Exercise aim
Could you copy exactly the lines from the start of the records through the one containing "element like <point>86,130</point>.", both included, and leave out the pictures?

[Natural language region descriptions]

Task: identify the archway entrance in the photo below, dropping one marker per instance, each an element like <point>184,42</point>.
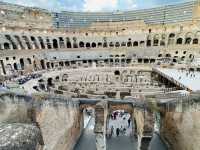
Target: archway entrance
<point>120,131</point>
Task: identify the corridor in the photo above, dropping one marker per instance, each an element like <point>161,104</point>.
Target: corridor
<point>87,140</point>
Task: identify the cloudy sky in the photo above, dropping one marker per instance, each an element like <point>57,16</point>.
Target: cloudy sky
<point>93,5</point>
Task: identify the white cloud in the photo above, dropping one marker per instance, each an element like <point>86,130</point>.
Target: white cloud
<point>99,5</point>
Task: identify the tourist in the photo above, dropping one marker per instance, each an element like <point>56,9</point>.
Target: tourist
<point>117,131</point>
<point>112,131</point>
<point>129,122</point>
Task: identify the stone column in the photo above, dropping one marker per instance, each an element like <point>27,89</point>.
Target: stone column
<point>100,125</point>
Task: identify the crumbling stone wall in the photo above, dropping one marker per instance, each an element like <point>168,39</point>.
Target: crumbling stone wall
<point>181,130</point>
<point>58,121</point>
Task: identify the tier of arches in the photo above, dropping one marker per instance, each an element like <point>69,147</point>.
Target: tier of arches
<point>39,42</point>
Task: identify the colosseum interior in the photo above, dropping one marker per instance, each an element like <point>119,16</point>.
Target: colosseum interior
<point>100,80</point>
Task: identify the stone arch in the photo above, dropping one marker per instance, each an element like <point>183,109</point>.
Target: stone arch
<point>162,41</point>
<point>48,65</point>
<point>188,38</point>
<point>48,43</point>
<point>21,60</point>
<point>42,64</point>
<point>99,44</point>
<point>171,38</point>
<point>117,44</point>
<point>15,66</point>
<point>55,43</point>
<point>61,42</point>
<point>111,44</point>
<point>156,40</point>
<point>179,41</point>
<point>94,45</point>
<point>6,45</point>
<point>195,41</point>
<point>135,43</point>
<point>41,42</point>
<point>129,43</point>
<point>33,39</point>
<point>19,41</point>
<point>117,72</point>
<point>105,44</point>
<point>29,60</point>
<point>75,45</point>
<point>148,43</point>
<point>69,45</point>
<point>10,39</point>
<point>65,77</point>
<point>87,45</point>
<point>123,44</point>
<point>168,55</point>
<point>27,42</point>
<point>81,44</point>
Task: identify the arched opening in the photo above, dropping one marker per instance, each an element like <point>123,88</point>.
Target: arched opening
<point>15,66</point>
<point>135,43</point>
<point>94,45</point>
<point>88,45</point>
<point>120,125</point>
<point>99,44</point>
<point>61,42</point>
<point>29,61</point>
<point>111,44</point>
<point>146,61</point>
<point>117,72</point>
<point>171,39</point>
<point>123,44</point>
<point>27,42</point>
<point>50,82</point>
<point>152,61</point>
<point>55,43</point>
<point>21,63</point>
<point>142,43</point>
<point>129,44</point>
<point>69,45</point>
<point>48,43</point>
<point>75,45</point>
<point>65,77</point>
<point>162,43</point>
<point>6,46</point>
<point>42,64</point>
<point>117,44</point>
<point>188,40</point>
<point>33,39</point>
<point>179,41</point>
<point>168,55</point>
<point>81,44</point>
<point>9,38</point>
<point>48,65</point>
<point>148,43</point>
<point>19,41</point>
<point>156,40</point>
<point>105,44</point>
<point>195,41</point>
<point>41,42</point>
<point>174,60</point>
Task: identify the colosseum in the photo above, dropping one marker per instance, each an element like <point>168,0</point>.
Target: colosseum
<point>122,80</point>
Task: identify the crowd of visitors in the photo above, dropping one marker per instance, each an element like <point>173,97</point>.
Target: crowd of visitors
<point>120,123</point>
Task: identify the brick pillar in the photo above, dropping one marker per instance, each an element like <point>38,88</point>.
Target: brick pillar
<point>100,125</point>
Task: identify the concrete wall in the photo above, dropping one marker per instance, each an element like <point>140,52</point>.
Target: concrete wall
<point>181,130</point>
<point>59,120</point>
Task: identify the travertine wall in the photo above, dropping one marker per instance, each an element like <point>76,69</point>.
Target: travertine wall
<point>181,130</point>
<point>59,120</point>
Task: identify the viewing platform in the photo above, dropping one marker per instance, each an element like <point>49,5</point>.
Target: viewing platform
<point>188,80</point>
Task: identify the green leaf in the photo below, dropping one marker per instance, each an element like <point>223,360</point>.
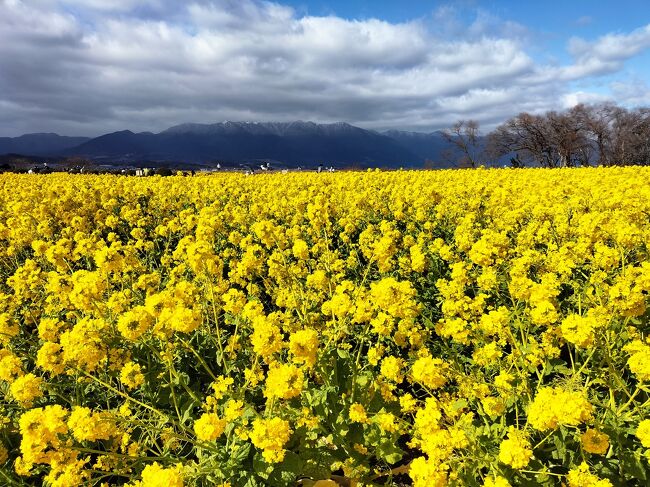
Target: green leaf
<point>389,452</point>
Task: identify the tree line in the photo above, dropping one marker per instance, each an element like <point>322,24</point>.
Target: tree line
<point>585,135</point>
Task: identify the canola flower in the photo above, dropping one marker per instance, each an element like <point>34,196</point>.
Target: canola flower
<point>442,328</point>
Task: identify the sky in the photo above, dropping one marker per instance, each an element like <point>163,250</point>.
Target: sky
<point>88,67</point>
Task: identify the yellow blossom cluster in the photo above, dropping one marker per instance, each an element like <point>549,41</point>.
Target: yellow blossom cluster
<point>426,328</point>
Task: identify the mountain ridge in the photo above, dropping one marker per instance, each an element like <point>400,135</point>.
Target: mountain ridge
<point>291,143</point>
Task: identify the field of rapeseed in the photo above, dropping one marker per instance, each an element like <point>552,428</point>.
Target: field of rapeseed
<point>479,328</point>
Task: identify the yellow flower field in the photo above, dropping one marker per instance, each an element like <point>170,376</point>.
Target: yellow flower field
<point>483,327</point>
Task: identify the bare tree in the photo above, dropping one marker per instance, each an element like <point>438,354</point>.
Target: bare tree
<point>464,136</point>
<point>525,139</point>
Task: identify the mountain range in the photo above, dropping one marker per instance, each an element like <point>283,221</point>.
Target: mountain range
<point>234,143</point>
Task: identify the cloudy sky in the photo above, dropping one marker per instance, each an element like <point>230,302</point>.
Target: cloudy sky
<point>87,67</point>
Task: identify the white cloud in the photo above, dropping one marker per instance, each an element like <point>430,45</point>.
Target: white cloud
<point>87,67</point>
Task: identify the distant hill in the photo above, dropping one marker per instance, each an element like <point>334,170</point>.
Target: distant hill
<point>291,144</point>
<point>38,144</point>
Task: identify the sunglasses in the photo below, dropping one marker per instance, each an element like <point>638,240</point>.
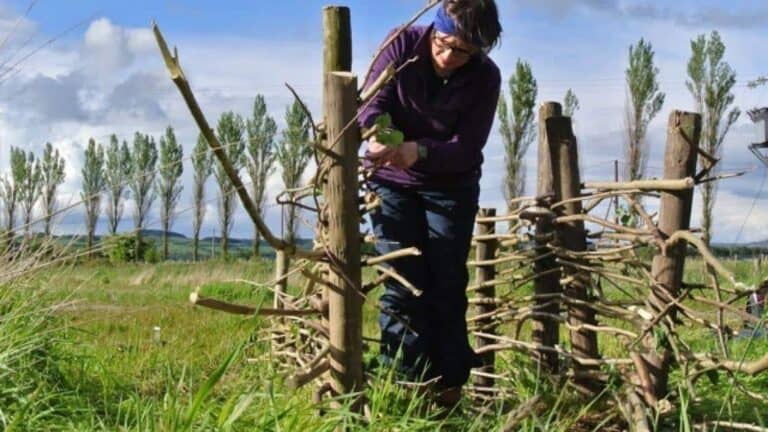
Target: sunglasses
<point>442,45</point>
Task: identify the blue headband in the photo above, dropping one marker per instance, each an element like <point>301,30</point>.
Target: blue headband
<point>444,23</point>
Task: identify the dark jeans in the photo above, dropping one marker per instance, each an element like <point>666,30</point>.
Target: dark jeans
<point>431,329</point>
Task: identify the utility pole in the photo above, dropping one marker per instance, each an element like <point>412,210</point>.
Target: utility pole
<point>616,198</point>
<point>760,149</point>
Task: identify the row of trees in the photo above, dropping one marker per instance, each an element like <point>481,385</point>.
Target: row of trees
<point>147,171</point>
<point>710,81</point>
<point>29,180</point>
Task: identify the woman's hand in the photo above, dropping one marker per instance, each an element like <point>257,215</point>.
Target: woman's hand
<point>379,153</point>
<point>402,157</point>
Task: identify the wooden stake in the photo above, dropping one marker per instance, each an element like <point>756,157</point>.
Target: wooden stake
<point>340,191</point>
<point>572,236</point>
<point>546,332</point>
<point>485,251</point>
<point>683,134</point>
<point>337,56</point>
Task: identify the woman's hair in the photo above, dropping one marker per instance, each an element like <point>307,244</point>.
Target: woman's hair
<point>477,21</point>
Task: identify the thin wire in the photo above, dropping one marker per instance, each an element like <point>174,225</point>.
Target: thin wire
<point>752,207</point>
<point>16,24</point>
<point>4,75</point>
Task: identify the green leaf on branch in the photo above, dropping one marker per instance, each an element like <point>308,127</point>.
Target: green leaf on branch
<point>383,121</point>
<point>385,134</point>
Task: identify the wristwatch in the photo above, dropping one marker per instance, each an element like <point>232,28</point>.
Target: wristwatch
<point>421,151</point>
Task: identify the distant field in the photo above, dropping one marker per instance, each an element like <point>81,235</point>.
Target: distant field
<point>130,353</point>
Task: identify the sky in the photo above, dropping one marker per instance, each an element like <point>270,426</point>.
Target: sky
<point>79,69</point>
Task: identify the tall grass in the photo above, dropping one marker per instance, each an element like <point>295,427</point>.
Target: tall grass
<point>95,364</point>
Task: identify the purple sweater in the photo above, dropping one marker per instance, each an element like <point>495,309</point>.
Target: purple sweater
<point>452,117</point>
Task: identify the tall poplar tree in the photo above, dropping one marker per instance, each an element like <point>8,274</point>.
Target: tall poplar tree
<point>30,190</point>
<point>570,104</point>
<point>117,171</point>
<point>645,102</point>
<point>93,185</point>
<point>143,162</point>
<point>711,82</point>
<point>517,128</point>
<point>260,158</point>
<point>168,185</point>
<point>11,189</point>
<point>52,177</point>
<point>202,161</point>
<point>230,131</point>
<point>293,155</point>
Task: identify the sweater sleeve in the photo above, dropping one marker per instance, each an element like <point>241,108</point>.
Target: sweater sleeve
<point>382,102</point>
<point>463,150</point>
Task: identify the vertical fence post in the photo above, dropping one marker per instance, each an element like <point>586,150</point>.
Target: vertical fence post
<point>485,251</point>
<point>337,56</point>
<point>572,237</point>
<point>545,331</point>
<point>281,269</point>
<point>345,300</point>
<point>683,134</point>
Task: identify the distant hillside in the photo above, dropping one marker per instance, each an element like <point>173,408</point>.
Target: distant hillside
<point>180,246</point>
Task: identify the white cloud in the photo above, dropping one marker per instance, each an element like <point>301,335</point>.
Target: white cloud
<point>113,81</point>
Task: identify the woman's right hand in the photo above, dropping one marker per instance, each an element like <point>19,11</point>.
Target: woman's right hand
<point>379,153</point>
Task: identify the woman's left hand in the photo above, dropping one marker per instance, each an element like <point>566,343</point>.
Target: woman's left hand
<point>407,155</point>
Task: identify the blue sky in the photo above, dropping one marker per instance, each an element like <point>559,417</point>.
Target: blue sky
<point>106,76</point>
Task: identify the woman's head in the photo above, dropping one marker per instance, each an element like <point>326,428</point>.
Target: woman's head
<point>463,28</point>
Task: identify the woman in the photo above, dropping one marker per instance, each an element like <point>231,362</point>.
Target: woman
<point>444,101</point>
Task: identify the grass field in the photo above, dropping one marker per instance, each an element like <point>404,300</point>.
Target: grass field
<point>97,346</point>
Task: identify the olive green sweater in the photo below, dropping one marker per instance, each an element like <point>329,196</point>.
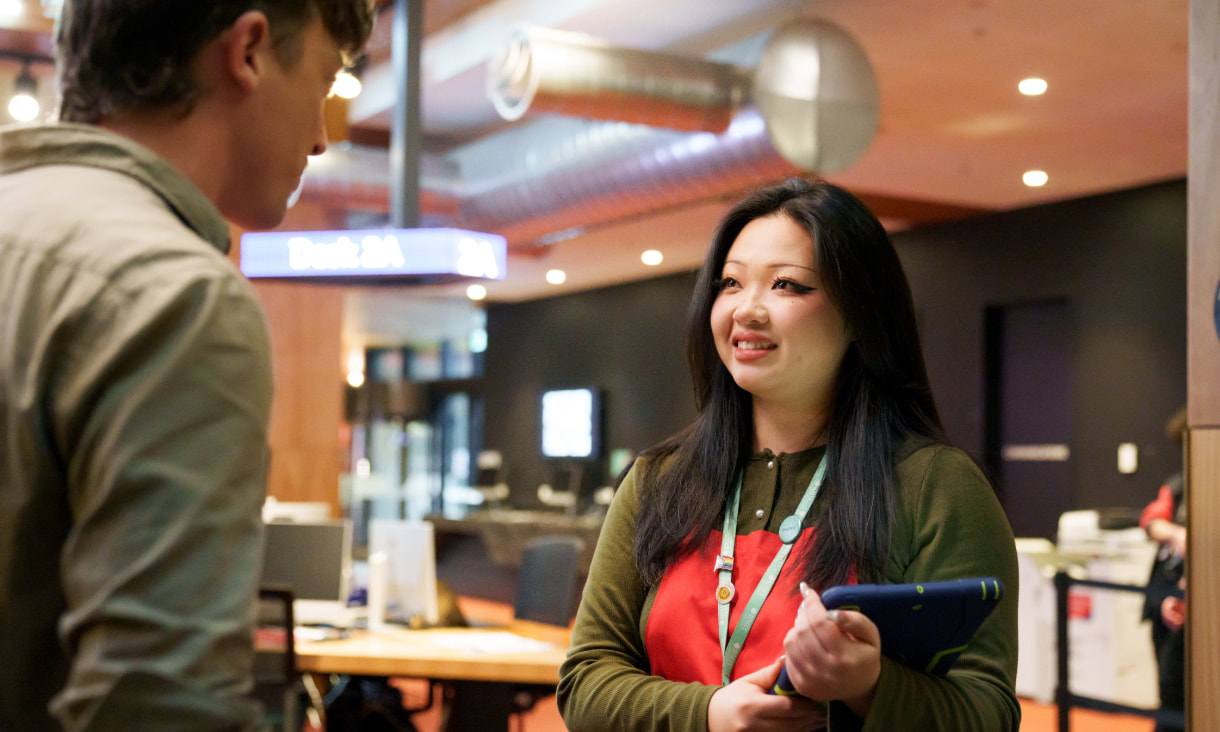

Task response
Task: identify the archway entrance in the photo below, dropping one marker per instance, each an element like <point>184,42</point>.
Target: archway entrance
<point>120,131</point>
Task: identify the corridor in the photo above, dropping one marker per instance, each an element like <point>161,104</point>.
Target: corridor
<point>87,140</point>
Task: identify the cloudy sky in the photo above, dropping one marker per instance, each an element like <point>57,16</point>.
Target: cloudy sky
<point>93,5</point>
Task: identify the white cloud in the photo above, dropping one marker per instance, each an element like <point>86,130</point>.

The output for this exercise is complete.